## What to do
The data follows this line. Copy verbatim the line with "the suit lapel" and each line after it to the end.

## Data records
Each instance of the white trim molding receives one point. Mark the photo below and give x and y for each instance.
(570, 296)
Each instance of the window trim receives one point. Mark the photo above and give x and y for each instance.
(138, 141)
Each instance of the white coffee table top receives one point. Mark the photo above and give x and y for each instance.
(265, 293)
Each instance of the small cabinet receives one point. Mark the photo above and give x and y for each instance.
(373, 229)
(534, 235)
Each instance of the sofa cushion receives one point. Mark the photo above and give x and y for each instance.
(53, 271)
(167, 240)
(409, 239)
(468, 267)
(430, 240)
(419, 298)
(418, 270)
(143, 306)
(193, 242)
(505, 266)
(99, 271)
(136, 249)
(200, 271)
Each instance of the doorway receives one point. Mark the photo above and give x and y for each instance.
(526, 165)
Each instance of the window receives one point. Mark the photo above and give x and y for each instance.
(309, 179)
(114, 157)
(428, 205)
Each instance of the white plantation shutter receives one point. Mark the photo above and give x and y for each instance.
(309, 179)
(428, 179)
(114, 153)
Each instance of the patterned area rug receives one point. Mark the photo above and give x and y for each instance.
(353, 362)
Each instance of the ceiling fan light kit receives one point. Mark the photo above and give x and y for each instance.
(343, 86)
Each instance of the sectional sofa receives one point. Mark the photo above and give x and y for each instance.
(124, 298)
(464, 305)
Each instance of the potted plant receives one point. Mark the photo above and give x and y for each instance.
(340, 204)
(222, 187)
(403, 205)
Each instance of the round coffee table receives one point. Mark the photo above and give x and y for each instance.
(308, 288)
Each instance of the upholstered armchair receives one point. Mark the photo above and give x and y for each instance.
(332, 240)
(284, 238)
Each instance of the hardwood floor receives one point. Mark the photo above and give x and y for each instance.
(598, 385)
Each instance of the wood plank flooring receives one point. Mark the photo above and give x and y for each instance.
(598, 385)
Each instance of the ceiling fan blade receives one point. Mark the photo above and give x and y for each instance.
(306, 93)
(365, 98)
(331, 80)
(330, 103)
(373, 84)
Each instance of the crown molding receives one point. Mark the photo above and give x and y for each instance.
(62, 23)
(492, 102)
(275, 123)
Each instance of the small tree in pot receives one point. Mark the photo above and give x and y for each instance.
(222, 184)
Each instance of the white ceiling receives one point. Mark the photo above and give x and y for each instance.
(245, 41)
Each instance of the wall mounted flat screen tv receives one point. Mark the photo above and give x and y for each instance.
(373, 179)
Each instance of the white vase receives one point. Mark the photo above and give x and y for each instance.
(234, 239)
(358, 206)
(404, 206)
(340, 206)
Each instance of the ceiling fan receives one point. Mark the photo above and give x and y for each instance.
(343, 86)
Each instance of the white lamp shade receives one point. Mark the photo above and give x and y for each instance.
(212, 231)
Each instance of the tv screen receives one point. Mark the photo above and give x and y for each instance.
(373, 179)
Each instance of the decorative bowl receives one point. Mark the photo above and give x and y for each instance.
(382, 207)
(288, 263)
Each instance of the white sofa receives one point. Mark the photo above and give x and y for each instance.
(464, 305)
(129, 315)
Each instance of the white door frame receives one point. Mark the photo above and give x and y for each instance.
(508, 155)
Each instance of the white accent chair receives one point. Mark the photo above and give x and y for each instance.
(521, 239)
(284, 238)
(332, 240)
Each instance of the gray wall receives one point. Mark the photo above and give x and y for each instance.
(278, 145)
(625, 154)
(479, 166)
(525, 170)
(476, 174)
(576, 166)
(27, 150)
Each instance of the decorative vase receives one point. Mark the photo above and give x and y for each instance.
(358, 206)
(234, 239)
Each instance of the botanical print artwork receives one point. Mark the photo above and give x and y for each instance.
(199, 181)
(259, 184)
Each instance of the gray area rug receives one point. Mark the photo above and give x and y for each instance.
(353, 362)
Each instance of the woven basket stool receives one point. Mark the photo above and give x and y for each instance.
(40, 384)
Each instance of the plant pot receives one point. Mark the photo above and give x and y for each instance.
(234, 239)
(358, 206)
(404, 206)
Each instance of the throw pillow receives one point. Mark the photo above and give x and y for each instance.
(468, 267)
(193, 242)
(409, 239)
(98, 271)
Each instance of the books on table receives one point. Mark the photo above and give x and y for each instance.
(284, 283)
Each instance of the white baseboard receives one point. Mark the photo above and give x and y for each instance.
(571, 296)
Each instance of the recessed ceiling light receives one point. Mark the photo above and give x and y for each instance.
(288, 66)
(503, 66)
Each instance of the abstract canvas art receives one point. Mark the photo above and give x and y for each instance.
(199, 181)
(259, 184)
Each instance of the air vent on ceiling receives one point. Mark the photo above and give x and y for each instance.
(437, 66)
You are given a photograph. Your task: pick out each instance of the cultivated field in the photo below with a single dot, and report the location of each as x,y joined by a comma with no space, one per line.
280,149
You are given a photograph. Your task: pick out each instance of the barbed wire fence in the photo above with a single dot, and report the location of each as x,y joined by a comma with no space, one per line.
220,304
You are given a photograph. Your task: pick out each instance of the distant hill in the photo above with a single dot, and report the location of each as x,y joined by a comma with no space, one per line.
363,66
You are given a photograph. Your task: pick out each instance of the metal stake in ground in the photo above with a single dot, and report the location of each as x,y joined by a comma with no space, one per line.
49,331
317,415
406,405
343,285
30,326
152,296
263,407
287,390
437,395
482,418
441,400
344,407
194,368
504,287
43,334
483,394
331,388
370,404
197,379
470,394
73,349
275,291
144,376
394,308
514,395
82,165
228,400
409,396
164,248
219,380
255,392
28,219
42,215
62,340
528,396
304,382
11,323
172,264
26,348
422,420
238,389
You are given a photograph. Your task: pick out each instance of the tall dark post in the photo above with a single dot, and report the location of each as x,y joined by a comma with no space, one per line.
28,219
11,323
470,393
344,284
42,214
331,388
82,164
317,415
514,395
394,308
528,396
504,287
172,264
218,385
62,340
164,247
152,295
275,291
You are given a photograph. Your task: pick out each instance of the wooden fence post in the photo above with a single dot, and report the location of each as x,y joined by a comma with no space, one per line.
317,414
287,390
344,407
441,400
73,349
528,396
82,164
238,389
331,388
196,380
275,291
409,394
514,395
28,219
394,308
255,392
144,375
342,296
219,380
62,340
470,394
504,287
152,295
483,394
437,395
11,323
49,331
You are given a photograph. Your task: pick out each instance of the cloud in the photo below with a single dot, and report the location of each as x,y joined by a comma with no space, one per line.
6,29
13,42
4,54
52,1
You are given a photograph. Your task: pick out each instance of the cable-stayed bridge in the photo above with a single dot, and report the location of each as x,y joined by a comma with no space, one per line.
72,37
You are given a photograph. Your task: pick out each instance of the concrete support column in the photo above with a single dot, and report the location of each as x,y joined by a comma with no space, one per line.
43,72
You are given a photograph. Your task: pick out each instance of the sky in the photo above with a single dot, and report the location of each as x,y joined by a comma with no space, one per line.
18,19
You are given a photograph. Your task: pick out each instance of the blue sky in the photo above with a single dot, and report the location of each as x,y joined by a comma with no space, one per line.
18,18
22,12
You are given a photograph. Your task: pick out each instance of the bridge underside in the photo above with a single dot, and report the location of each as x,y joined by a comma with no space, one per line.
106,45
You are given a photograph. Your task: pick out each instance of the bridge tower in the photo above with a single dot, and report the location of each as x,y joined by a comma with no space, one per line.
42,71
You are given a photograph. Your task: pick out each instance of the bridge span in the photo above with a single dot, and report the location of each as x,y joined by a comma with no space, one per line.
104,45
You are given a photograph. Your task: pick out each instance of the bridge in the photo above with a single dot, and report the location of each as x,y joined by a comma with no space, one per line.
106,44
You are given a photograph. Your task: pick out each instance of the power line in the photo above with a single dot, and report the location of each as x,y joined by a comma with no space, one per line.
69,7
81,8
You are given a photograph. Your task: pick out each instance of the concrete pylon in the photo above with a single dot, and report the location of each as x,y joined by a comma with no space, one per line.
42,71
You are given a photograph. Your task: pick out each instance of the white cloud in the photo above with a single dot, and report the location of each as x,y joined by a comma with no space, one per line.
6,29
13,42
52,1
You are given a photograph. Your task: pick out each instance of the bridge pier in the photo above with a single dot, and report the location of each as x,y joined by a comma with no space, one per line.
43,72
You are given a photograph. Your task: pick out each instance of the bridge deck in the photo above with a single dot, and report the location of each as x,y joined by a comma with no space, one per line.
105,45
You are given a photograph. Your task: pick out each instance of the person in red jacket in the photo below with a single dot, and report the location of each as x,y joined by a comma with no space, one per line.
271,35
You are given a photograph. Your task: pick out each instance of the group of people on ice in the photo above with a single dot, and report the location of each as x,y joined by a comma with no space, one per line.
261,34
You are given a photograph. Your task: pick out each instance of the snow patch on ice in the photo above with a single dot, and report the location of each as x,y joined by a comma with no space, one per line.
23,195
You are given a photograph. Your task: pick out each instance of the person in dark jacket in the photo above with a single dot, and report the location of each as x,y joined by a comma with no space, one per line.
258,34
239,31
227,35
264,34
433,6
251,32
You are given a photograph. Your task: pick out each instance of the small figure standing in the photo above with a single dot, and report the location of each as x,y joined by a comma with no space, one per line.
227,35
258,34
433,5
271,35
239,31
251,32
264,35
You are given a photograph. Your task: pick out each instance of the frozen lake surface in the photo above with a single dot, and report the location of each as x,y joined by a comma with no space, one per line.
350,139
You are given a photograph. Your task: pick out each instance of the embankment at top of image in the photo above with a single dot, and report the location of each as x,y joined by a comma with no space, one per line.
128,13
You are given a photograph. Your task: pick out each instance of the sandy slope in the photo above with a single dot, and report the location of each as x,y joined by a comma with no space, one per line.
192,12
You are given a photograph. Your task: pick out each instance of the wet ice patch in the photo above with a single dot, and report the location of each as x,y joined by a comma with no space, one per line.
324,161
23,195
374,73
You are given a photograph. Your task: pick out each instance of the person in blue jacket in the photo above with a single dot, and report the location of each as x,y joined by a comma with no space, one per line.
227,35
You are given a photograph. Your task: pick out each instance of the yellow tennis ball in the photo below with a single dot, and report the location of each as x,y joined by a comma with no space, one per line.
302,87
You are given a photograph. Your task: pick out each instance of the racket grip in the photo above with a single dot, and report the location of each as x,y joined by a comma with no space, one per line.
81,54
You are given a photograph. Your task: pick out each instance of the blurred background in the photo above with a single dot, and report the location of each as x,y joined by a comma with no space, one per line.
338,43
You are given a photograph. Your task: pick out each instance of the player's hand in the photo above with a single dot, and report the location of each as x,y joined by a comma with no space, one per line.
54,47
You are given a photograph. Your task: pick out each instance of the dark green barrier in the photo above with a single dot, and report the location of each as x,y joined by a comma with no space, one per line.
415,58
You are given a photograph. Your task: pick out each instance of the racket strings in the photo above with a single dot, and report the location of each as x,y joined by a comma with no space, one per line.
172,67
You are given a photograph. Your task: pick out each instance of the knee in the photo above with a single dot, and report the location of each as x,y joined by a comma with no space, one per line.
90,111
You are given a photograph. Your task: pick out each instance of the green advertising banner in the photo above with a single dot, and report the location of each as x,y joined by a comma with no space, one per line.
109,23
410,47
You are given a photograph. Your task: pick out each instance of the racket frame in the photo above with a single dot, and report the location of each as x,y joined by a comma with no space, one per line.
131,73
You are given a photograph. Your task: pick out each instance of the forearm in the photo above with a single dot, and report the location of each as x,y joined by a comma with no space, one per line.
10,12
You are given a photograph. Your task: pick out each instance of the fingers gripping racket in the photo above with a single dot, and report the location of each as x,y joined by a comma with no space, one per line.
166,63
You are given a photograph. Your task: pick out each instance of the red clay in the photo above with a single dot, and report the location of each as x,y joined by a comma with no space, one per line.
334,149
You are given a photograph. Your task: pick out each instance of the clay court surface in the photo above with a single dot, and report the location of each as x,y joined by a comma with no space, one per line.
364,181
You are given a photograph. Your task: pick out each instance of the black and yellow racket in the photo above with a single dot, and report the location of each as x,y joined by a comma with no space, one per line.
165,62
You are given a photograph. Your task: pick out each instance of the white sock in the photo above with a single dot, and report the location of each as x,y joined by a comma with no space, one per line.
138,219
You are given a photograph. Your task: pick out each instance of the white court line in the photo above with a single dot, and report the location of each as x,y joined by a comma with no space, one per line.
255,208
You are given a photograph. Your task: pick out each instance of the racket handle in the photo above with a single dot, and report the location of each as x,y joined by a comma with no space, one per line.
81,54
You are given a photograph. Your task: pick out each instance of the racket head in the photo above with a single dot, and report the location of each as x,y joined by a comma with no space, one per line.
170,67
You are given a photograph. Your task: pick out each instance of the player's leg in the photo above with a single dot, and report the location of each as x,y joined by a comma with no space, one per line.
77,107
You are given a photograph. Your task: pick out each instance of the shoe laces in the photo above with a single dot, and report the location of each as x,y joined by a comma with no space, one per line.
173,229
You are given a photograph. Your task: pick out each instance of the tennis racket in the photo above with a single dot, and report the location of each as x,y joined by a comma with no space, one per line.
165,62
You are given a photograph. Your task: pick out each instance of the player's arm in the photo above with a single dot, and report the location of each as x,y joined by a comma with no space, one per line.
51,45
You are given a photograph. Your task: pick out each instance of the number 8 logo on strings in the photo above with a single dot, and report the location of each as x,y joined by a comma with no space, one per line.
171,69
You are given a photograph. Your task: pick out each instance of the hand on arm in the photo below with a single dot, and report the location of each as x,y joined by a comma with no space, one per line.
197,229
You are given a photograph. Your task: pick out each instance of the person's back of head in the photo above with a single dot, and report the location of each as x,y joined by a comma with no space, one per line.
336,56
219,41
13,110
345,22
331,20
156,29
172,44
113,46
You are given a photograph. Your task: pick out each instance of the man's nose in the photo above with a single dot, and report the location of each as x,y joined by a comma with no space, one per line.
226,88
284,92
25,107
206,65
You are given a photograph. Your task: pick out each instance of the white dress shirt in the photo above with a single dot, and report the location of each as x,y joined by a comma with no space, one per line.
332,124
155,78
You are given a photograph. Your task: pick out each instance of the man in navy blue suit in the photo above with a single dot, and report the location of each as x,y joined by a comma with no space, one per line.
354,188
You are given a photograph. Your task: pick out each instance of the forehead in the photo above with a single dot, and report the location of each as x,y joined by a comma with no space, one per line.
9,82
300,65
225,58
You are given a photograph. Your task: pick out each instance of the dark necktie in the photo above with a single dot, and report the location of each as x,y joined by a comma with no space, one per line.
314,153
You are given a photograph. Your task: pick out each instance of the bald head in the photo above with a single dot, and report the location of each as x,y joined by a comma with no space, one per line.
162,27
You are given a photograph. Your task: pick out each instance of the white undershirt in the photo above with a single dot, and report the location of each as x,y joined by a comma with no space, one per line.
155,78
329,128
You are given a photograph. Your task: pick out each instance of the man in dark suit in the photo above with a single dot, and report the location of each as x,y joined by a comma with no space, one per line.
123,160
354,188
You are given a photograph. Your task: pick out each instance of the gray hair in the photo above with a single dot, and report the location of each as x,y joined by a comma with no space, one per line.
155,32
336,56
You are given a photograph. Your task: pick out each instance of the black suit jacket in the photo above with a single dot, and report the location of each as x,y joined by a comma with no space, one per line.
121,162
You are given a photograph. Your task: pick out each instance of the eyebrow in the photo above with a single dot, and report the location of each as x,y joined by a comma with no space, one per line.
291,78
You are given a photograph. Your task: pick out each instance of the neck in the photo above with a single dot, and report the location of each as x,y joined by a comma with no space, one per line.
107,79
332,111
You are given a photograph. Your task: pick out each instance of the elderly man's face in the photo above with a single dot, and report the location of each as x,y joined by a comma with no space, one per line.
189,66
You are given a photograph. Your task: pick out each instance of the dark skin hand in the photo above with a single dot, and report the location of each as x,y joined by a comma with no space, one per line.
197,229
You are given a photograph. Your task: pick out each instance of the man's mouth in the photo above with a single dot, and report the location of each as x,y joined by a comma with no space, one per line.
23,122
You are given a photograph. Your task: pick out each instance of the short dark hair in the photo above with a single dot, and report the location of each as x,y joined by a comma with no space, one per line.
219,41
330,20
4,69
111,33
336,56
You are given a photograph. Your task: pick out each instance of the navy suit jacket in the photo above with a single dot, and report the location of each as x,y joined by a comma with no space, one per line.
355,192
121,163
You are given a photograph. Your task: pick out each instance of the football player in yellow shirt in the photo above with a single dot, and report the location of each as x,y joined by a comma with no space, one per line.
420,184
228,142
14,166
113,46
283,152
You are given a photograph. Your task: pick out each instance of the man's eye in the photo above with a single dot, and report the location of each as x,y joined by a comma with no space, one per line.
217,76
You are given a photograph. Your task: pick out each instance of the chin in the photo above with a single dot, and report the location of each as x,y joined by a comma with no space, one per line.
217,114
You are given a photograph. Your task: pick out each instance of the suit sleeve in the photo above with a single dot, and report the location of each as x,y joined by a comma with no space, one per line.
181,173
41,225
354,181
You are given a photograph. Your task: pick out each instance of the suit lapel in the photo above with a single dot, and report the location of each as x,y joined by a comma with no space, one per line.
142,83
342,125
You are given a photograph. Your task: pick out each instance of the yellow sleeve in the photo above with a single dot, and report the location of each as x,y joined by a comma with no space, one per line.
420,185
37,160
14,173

## Completed task
You are given a photograph. Your task: pick out each instance of the suit lapel in the photo above with a single dot, and report the location of each as x,y joined by a comma with no space, one per line.
142,83
342,125
You are given a photograph. Your task: pick out each instance of the yellow sleeve in the photo above with a single dot, and report the location of each as x,y joined by a comma with no space, one per line.
420,185
37,160
14,173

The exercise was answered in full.